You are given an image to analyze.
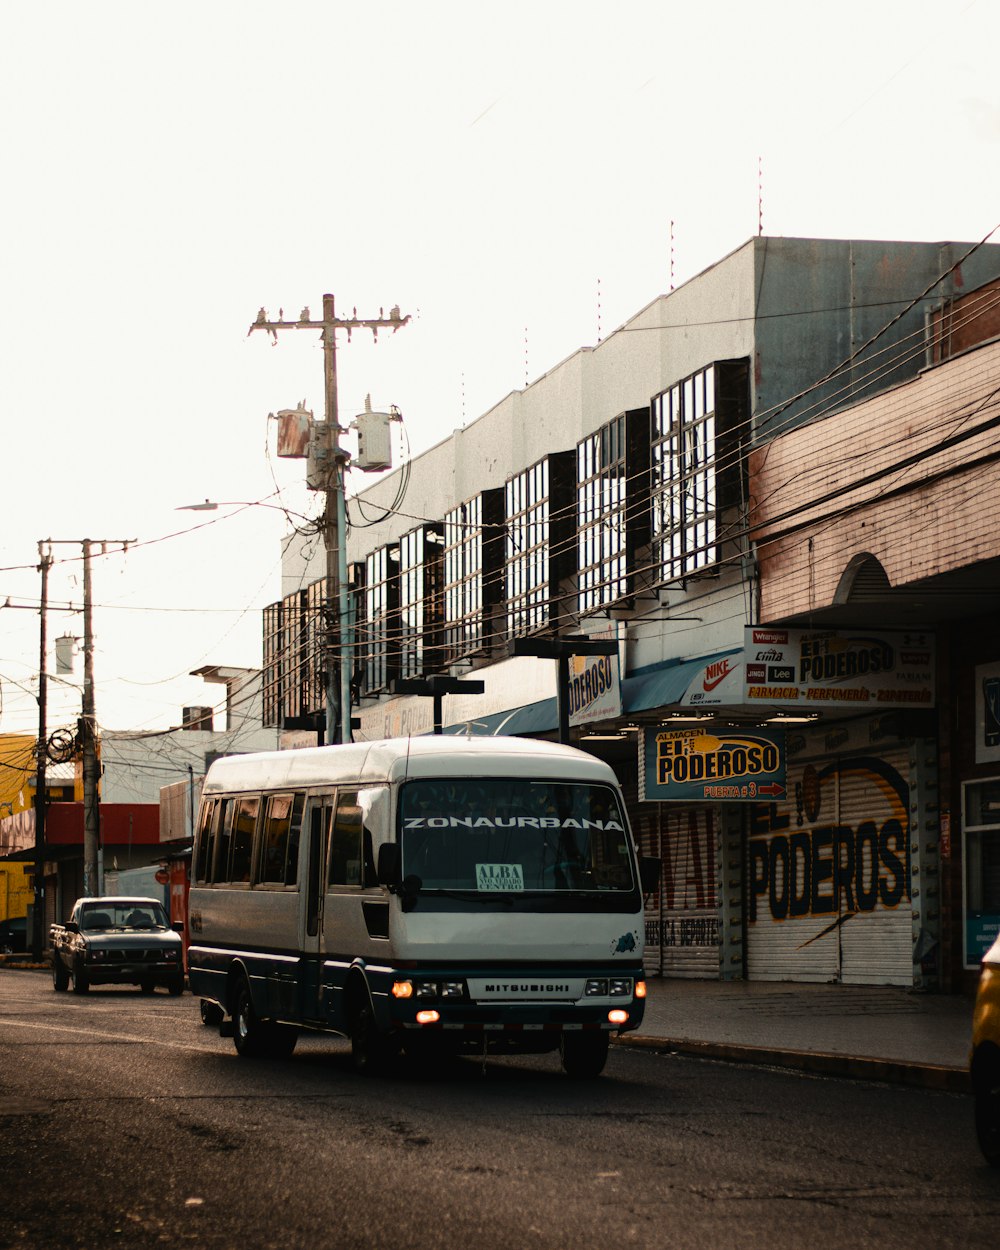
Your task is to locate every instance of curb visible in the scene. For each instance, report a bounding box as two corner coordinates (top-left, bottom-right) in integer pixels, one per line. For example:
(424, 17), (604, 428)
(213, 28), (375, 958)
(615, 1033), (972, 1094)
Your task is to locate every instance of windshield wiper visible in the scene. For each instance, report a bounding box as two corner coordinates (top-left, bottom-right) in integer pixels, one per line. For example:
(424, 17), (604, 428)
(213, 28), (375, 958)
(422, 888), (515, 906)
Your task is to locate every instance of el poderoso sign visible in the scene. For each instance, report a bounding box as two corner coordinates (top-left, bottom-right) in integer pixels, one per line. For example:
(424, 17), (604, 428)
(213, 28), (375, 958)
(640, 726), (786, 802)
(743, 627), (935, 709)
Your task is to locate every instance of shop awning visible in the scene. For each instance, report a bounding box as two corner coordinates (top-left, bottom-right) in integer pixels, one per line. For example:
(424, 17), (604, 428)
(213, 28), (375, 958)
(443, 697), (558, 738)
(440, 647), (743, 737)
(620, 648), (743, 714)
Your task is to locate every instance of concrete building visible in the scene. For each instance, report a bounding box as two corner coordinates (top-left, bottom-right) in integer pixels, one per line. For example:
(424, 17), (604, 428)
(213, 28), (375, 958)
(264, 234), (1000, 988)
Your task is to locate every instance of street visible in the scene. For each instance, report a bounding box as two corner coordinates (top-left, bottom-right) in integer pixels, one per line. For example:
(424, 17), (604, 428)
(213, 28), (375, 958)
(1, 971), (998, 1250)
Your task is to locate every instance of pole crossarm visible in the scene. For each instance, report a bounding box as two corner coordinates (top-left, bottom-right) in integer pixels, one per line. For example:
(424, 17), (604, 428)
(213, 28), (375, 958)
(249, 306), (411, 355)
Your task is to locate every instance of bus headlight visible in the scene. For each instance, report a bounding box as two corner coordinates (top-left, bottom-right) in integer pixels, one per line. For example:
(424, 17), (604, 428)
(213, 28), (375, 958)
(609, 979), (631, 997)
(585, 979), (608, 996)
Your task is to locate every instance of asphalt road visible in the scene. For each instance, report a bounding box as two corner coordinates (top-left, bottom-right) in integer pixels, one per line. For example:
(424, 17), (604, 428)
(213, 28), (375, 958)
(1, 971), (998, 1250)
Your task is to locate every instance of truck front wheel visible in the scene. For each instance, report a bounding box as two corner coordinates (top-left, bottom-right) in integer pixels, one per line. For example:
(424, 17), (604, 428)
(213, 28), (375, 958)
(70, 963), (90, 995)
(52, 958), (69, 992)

...

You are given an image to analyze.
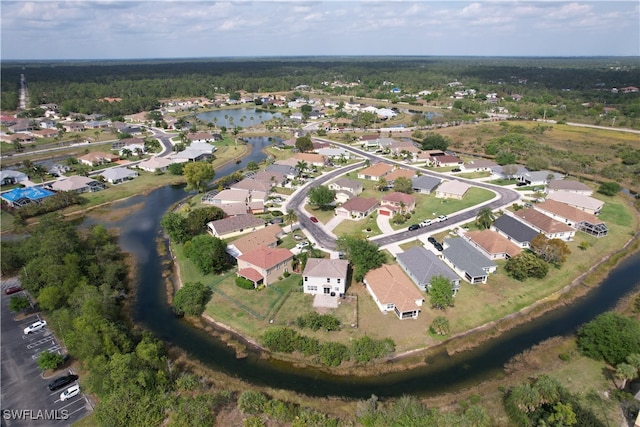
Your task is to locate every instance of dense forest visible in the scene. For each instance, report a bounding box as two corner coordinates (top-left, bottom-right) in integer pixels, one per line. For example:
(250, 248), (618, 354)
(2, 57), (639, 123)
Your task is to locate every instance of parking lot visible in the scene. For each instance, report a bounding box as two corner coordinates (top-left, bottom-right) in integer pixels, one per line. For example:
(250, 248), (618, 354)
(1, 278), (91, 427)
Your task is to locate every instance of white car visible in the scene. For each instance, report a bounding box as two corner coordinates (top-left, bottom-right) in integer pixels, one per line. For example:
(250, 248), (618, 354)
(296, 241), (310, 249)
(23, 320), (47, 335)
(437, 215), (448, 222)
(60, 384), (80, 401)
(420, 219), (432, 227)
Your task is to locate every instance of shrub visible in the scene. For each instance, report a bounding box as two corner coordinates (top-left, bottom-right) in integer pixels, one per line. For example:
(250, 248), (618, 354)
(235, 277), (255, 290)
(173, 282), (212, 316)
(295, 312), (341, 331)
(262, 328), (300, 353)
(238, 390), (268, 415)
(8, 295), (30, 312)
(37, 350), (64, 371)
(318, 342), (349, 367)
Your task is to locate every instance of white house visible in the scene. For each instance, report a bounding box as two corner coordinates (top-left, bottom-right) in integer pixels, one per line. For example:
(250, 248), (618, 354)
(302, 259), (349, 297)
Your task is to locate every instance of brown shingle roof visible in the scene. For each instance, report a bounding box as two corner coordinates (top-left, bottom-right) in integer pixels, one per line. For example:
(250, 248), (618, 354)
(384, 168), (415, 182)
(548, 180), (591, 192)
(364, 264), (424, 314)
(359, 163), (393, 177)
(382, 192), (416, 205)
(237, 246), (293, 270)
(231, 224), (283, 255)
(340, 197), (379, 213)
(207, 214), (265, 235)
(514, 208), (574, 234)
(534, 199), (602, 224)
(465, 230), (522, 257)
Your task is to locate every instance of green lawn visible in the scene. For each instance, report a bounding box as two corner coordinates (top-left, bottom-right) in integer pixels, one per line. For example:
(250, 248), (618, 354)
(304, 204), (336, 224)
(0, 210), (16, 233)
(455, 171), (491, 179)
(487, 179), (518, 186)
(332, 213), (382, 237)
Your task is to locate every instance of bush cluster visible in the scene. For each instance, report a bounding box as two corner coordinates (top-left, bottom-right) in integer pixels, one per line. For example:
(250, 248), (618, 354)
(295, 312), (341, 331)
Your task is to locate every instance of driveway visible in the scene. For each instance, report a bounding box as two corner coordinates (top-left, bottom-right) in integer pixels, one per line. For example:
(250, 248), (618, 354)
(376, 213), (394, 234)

YOUR GOAL:
Go over the data and return every line that includes the word "white".

RESULT OF THE TASK:
Your task is to locate every instance of white car visible in the scene. For each instance, report a bounding box as two corner coordinates (top-left, bottom-right) in integer pixels, one per line. For example:
Your task is to locate every instance of white house visible in the scene. For each instance, report a bounding box as two corner coordinates (top-left, bottom-right) in integer pixels, one per line. For example:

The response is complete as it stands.